(EXPLORE THE MATERIAL):
- a) Write out everything in the phonics discussion from "Why can’t parents" down to "the schools only.".
- b) Answer these questions from the phonics discussion.
(i) What percentage of kids in the US have dyslexia?
(ii) What blueprint do dyslexia advocates have for changing instruction in schools?
(iii) In which grades does phonics instruction particularly need to be differentiated?

(PAGE TEXT):
I think that the parents who lobbied should know that what is great for their kid may not be great for mine. Also, if more parents feel this way, the dyslexia advocates have a blueprint for how to change instruction in schools: Lobby the legislature. Some one literally called me crazy for suggesting that that is what happened (it is).

What you are not seeing is that the phonics instruction needs to be differentiated particularly in the younger grades. It isn’t right now.

Why can’t parents of kids who are dyslexic hear that the instruction that is a right fit for their kid may not be for mine? Is that really wrong of me to say? I’m advocating too. This is me advocating that FCPS and phonics companies should have a better solution than one size fits all.


I think you are the perfect candidate for private school, PP.


Actually you may be. The majority of kids do not actually have dyslexia. The kids with dyslexia are the kids that need a specialized private as well as additional help outside of school to address their issues. Sadly too many parents don’t realize this and rely on the schools only.


Twenty percent of kids in the US have dyslexia. Are you really saying that we need specialized schools for 20% of kids in the US? That doesn't include the kids who are simply struggling with learning to read. The methods used to teach kids with dyslexia to read are legitimate methods to teach all kids to read. It is not like these methods only work for kids with dyslexia and the other 80% of the population is going to be held back or not learn to read.

http://dyslexiahelp.umich.edu/parents/learn-about-dyslexia/what-is-dyslexia/debunking-common-myths-about-dyslexia

The issue that some kids/parents are having right now is that their kids are in late ES so this change feels problematic because some of what the kids are doing is catching up on skills that they may understand and feels remedial. There are plenty of kids, not just the kids with dyslexia, that are not finding the word study remedial and will gain from the practice.

(SOURCE DATA):
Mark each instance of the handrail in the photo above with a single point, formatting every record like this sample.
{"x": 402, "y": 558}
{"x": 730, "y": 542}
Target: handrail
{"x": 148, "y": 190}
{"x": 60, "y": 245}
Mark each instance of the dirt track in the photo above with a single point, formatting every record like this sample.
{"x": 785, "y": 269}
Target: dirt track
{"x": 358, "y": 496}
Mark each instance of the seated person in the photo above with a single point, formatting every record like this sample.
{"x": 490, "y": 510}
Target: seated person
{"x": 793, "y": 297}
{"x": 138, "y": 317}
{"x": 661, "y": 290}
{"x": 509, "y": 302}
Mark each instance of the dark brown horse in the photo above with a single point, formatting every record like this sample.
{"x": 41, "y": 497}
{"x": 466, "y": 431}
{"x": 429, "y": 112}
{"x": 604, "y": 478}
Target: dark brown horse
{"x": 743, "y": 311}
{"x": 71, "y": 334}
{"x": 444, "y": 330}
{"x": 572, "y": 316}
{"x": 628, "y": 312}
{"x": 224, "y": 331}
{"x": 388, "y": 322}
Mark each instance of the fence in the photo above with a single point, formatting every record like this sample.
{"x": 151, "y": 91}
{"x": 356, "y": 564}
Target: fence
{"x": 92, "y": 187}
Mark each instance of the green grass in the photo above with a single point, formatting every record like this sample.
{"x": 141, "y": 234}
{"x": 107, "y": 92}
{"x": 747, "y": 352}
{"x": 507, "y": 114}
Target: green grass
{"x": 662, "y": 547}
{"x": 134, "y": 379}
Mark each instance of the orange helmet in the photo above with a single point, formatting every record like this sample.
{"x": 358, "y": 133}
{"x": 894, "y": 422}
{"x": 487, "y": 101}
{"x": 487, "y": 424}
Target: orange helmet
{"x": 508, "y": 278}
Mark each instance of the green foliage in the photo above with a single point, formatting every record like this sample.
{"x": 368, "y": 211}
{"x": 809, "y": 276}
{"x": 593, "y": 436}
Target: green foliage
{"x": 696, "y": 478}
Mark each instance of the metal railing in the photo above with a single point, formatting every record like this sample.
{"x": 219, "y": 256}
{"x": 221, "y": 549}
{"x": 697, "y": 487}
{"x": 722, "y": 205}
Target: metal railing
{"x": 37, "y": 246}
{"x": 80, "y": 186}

(EXPECTED RESPONSES):
- a)
Why can’t parents of kids who are dyslexic hear that the instruction that is a right fit for their kid may not be for mine? Is that really wrong of me to say? I’m advocating too. This is me advocating that FCPS and phonics companies should have a better solution than one size fits all.


I think you are the perfect candidate for private school, PP.


Actually you may be. The majority of kids do not actually have dyslexia. The kids with dyslexia are the kids that need a specialized private as well as additional help outside of school to address their issues. Sadly too many parents don’t realize this and rely on the schools only.

- b)
(i) Twenty percent.
(ii) Lobby the legislature.
(iii) The younger grades.